■ **Supplied text**
=== Section Start ===

Los Angeles: Regular intake of a western diet – consisting of foods high in sugars and fats – is leading to an alarming rise of conditions such as overeating
and obesity, a new study has warned.
Researchers at the University of California, Riverside found that chronic consumption of a western diet leads to overeating and obesity due to elevations in “peripheral endocannabinoid signalling.”
The endocannabinoid system is located throughout the mammalian body, including the brain and all peripheral organs, and participates in the control of many physiological functions in the body, including food intake, energy balance, and reward.
It is comprised of lipid signalling molecules called endocannabinoids – which can be thought of as the body’s own “natural cannabis” – that bind to cannabinoid receptors located on cells throughout the body.
“Our research shows that targeting cannabinoid receptors in the periphery with pharmacological inhibitors that do not reach the brain holds promise as a safe therapeutic approach for the treatment of overeating and diet-induced obesity,” said Nicholas V DiPatrizio, who led the research project.
“This therapeutic approach to targeting the periphery has substantial advantages over traditional drugs that interact with the brain and cause psychiatric side-effects,” said DiPatrizio. The work describes for the first time that overeating
associated with chronic consumption of a western diet is driven by an enhancement in endocannabinoid signals generated in peripheral organs, researchers said.
To examine the role for endocannabinoids generated in peripheral organs in controlling the overeating of western diet, DiPatrizio and Donovan A Argueta, a bioengineering PhD student in his lab, used a mouse model of western diet-induced obesity (chronic exposure to high levels of sugars and fats).

=== Section End ===

■ **Supplied data**
=== Section Start ===

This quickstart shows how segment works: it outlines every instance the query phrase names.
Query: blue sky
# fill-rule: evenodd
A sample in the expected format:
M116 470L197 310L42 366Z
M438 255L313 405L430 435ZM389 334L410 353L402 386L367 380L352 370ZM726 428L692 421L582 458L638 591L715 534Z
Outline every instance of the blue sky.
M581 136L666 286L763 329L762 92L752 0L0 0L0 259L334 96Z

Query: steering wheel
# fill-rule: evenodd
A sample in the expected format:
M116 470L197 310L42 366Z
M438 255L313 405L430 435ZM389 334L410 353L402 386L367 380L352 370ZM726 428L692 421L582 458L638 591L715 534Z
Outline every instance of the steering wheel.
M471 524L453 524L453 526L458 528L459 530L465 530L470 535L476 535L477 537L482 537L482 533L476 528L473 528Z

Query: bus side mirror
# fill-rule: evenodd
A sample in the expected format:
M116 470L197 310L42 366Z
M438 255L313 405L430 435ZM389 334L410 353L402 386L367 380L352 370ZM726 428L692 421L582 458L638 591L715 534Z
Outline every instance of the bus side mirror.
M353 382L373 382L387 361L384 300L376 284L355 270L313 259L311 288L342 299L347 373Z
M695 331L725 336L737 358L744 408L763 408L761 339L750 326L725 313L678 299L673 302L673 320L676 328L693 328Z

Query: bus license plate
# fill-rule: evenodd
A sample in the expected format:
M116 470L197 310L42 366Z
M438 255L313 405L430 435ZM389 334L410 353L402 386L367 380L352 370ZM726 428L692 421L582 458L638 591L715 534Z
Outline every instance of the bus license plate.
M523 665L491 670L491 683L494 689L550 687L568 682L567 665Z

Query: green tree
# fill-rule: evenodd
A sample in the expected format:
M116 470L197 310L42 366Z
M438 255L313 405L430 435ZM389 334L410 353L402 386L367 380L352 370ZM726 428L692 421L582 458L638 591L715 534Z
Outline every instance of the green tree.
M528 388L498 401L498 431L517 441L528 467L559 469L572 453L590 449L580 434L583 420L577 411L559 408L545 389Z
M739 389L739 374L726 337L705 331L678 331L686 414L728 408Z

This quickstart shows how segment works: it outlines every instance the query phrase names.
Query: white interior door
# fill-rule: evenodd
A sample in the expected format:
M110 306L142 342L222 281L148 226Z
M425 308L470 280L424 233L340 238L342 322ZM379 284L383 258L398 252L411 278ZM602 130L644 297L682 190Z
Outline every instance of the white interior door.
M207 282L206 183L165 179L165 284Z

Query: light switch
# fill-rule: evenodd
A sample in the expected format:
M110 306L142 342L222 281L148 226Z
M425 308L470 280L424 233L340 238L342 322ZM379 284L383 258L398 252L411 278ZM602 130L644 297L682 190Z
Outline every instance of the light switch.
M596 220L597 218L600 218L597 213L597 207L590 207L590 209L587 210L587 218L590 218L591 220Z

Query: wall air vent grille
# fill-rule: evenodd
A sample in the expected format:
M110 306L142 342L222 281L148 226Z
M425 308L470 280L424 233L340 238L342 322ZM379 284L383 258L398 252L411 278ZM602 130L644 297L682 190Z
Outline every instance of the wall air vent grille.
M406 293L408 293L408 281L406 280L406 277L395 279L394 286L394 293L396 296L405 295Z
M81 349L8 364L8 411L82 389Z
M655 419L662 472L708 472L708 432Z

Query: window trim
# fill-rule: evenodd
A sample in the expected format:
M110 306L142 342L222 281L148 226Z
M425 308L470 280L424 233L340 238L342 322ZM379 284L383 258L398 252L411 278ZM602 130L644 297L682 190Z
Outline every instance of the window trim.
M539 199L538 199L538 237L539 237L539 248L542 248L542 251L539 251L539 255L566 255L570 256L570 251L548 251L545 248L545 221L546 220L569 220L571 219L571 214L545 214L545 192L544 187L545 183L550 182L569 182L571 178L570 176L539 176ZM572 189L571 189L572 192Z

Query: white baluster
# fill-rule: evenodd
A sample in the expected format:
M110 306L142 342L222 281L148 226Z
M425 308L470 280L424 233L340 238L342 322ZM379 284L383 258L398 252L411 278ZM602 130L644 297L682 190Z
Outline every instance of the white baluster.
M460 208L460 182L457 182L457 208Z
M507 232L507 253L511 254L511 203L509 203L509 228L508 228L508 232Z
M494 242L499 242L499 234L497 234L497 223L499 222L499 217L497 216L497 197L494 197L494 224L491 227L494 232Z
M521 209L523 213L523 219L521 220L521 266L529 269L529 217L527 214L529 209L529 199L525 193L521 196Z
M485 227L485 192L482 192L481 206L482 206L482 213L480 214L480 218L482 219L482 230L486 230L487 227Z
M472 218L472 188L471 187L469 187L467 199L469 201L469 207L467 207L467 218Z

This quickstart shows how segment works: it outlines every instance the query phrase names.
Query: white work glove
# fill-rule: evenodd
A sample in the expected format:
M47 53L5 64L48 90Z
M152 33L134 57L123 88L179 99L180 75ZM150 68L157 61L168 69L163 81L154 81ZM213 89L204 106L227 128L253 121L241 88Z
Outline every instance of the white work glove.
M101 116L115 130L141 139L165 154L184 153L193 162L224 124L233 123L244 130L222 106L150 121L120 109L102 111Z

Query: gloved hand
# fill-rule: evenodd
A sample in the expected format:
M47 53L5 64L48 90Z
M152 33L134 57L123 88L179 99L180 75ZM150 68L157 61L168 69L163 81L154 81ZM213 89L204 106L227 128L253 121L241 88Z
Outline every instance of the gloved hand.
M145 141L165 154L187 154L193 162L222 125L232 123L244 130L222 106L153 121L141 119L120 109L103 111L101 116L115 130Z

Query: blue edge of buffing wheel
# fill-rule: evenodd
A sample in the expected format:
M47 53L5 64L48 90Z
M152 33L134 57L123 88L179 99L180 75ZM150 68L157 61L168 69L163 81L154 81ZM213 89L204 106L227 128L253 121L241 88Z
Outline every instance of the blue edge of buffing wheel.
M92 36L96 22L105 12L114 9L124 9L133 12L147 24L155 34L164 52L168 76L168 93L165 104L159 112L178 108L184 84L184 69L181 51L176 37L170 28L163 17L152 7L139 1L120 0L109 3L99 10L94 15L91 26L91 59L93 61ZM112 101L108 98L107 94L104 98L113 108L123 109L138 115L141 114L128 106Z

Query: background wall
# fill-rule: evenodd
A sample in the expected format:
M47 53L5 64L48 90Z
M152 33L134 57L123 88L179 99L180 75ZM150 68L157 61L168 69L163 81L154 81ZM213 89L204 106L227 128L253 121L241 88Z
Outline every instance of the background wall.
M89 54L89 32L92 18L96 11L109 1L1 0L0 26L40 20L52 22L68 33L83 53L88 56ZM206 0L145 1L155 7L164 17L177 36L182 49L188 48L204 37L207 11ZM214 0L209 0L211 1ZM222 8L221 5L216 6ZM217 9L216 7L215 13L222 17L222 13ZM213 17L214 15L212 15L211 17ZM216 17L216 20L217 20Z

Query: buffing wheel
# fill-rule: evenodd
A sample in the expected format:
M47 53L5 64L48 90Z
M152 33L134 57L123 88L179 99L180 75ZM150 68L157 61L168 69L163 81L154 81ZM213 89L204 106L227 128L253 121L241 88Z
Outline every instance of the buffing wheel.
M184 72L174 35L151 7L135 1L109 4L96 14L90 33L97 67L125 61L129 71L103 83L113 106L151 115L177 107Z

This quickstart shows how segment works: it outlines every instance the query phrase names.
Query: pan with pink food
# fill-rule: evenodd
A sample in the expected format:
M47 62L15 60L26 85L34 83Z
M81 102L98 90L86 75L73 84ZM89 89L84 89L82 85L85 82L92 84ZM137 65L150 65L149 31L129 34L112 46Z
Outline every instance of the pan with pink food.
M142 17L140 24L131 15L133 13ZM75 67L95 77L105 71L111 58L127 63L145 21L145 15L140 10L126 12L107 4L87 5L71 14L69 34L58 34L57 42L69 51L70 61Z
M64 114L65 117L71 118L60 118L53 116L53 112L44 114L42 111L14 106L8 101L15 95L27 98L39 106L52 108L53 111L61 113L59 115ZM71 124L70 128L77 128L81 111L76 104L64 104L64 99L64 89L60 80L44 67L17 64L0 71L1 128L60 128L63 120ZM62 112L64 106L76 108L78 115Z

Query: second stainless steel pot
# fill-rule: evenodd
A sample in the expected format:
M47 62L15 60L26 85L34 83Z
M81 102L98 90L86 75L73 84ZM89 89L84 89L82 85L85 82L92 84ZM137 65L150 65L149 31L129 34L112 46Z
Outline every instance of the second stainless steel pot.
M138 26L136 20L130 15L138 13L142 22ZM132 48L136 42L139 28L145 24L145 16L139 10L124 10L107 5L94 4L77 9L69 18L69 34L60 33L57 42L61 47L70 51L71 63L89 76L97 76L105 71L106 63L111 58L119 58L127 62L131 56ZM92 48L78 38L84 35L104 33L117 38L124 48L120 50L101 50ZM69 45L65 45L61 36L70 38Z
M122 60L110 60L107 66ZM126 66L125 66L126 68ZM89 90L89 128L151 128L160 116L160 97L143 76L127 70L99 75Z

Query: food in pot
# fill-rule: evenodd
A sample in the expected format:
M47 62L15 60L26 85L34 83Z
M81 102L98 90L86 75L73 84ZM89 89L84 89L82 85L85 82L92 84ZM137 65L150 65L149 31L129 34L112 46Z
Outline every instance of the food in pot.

=== Section End ===

■ **What to do**
A – Who led the research project described in the western diet article?
B – Extend the article on western diet and endocannabinoid signaling, picking up after its last sentence.
The rows come from a different source than the article.

■ **Responses to the tasks**
A – Nicholas V DiPatrizio.

B –
They found that when compared to mice fed a standard low-fat/low-sugar diet, mice fed a western diet for 60 days rapidly gained body weight and became obese, and displayed “hyperphagia,” that is, they consumed significantly more
calories, and consumed significantly larger meals at a much higher rate of intake (calories per minute).
“These hyperphagic responses to western diet were met with greatly elevated levels of endocannabinoids in the small intestine and circulation,” DiPatrizio said.
“We found blocking the actions of the endocannabinoids with pharmacological inhibitors of cannabinoid receptors in the periphery completely normalised food intake and meal patterns in western diet-induced obese mice to levels found in control lean mice fed standard chow,” he said.
Researchers caution that further study is necessary to identify whether similar mechanisms drive obesity in humans. “Importantly, however, other research groups have reported elevations in circulating levels of endocannabinoids in obese human subjects, which suggests that this system may also be overactive in human obesity,” DiPatrizio said. The study appears in the journal Physiology and Behaviour.